Each line below must be set down exactly as it stands.

-.-.-

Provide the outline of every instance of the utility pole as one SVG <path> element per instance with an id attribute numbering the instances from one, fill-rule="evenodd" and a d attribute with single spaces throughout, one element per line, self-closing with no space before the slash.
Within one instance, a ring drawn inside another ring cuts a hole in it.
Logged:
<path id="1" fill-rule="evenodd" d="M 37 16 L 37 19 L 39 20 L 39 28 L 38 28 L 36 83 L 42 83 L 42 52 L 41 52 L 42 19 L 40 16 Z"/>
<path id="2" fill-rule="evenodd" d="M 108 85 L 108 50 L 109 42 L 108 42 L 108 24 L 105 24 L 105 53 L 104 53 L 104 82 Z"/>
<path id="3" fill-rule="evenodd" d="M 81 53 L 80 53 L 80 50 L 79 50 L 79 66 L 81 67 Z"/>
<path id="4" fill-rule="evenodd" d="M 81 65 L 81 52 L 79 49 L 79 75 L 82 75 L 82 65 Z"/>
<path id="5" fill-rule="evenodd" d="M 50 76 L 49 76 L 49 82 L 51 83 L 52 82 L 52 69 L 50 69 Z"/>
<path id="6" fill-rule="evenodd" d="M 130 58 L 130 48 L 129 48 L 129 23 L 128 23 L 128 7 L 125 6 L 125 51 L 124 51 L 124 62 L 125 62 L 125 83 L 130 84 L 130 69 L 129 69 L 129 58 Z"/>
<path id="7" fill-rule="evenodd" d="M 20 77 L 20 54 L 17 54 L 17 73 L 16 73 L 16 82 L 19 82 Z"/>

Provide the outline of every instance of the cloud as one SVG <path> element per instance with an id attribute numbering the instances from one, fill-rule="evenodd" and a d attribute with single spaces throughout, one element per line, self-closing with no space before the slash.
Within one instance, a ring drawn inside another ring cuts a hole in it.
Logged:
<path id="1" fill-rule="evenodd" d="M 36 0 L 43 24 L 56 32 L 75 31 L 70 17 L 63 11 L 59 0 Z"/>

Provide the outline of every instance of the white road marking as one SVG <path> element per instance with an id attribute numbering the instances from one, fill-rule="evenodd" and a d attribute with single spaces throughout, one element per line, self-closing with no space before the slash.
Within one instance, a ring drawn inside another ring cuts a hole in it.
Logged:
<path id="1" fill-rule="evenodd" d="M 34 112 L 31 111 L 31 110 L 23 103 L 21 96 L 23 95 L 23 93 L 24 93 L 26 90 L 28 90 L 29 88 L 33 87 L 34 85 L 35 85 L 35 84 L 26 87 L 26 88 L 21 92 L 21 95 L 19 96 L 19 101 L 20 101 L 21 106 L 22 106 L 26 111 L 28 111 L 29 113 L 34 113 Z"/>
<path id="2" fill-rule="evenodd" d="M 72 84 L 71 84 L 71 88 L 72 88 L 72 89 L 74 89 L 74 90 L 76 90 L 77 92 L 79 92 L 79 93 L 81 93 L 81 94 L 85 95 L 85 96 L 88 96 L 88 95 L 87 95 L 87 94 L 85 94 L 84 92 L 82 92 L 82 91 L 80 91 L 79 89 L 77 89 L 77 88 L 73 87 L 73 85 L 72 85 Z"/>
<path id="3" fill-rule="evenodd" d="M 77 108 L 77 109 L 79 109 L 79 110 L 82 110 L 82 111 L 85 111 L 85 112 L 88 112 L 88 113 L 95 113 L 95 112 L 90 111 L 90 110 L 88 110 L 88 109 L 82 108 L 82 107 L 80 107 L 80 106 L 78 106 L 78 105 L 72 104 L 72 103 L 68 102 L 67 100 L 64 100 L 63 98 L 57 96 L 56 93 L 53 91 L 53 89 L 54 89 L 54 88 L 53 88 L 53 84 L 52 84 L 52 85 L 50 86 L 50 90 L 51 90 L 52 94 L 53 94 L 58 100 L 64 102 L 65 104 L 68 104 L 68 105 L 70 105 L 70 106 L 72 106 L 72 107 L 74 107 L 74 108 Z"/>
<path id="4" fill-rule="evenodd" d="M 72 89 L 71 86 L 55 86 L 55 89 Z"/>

-.-.-

*Answer section*:
Provide the outline of every instance of the utility pole as one SVG <path> element per instance with an id attribute numbering the instances from one, fill-rule="evenodd" and a d attribute with single spaces throughout, one element per line, self-closing with no space before the slash.
Within one instance, a ring drawn inside another ring cuts a hole in it.
Logged:
<path id="1" fill-rule="evenodd" d="M 37 16 L 37 19 L 39 20 L 39 28 L 38 28 L 36 83 L 42 83 L 42 52 L 41 52 L 42 19 L 40 16 Z"/>
<path id="2" fill-rule="evenodd" d="M 108 85 L 108 50 L 109 42 L 108 42 L 108 24 L 105 24 L 105 53 L 104 53 L 104 82 Z"/>
<path id="3" fill-rule="evenodd" d="M 81 53 L 80 53 L 80 50 L 79 50 L 79 66 L 81 67 Z"/>
<path id="4" fill-rule="evenodd" d="M 81 65 L 81 52 L 79 49 L 79 75 L 82 75 L 82 65 Z"/>
<path id="5" fill-rule="evenodd" d="M 50 76 L 49 76 L 49 82 L 51 83 L 52 82 L 52 69 L 50 69 Z"/>
<path id="6" fill-rule="evenodd" d="M 130 58 L 130 48 L 129 48 L 129 23 L 128 23 L 128 7 L 125 6 L 125 51 L 124 51 L 124 62 L 125 62 L 125 83 L 130 84 L 130 69 L 129 69 L 129 58 Z"/>
<path id="7" fill-rule="evenodd" d="M 20 77 L 20 54 L 17 54 L 17 73 L 16 73 L 16 82 L 19 82 Z"/>

Provide the outline of every instance of the cloud as one SVG <path> element per instance with an id attribute numbering the instances from one, fill-rule="evenodd" and a d attribute with single spaces throughout, one element per line, self-closing with no space before the slash.
Within one instance, a ring drawn inside another ring cuts a hole in it.
Logged:
<path id="1" fill-rule="evenodd" d="M 36 0 L 43 24 L 56 32 L 75 31 L 70 17 L 63 11 L 59 0 Z"/>

Provide the outline of every instance of the white road marking as one SVG <path> element per instance with an id attribute numbering the instances from one, fill-rule="evenodd" and a d attribute with single spaces throughout, one element per line, self-closing with no space before the slash.
Within one instance, a ring drawn inside another ring cuts a hole in it.
Logged:
<path id="1" fill-rule="evenodd" d="M 34 112 L 31 111 L 31 110 L 23 103 L 21 96 L 23 95 L 23 93 L 24 93 L 26 90 L 28 90 L 29 88 L 33 87 L 34 85 L 35 85 L 35 84 L 26 87 L 26 88 L 21 92 L 21 95 L 19 96 L 19 101 L 20 101 L 21 106 L 22 106 L 26 111 L 28 111 L 29 113 L 34 113 Z"/>
<path id="2" fill-rule="evenodd" d="M 72 84 L 71 84 L 71 88 L 72 88 L 72 89 L 74 89 L 74 90 L 76 90 L 77 92 L 79 92 L 79 93 L 81 93 L 81 94 L 85 95 L 85 96 L 88 96 L 88 95 L 87 95 L 87 94 L 85 94 L 84 92 L 82 92 L 82 91 L 80 91 L 79 89 L 77 89 L 77 88 L 73 87 L 73 85 L 72 85 Z"/>
<path id="3" fill-rule="evenodd" d="M 77 108 L 77 109 L 79 109 L 79 110 L 82 110 L 82 111 L 85 111 L 85 112 L 88 112 L 88 113 L 95 113 L 95 112 L 90 111 L 90 110 L 88 110 L 88 109 L 82 108 L 82 107 L 80 107 L 80 106 L 78 106 L 78 105 L 72 104 L 72 103 L 68 102 L 67 100 L 64 100 L 63 98 L 57 96 L 56 93 L 53 91 L 53 89 L 54 89 L 54 88 L 53 88 L 53 84 L 52 84 L 52 85 L 50 86 L 50 90 L 51 90 L 52 94 L 53 94 L 58 100 L 64 102 L 65 104 L 68 104 L 68 105 L 70 105 L 70 106 L 72 106 L 72 107 L 74 107 L 74 108 Z"/>
<path id="4" fill-rule="evenodd" d="M 72 89 L 71 86 L 55 86 L 55 89 Z"/>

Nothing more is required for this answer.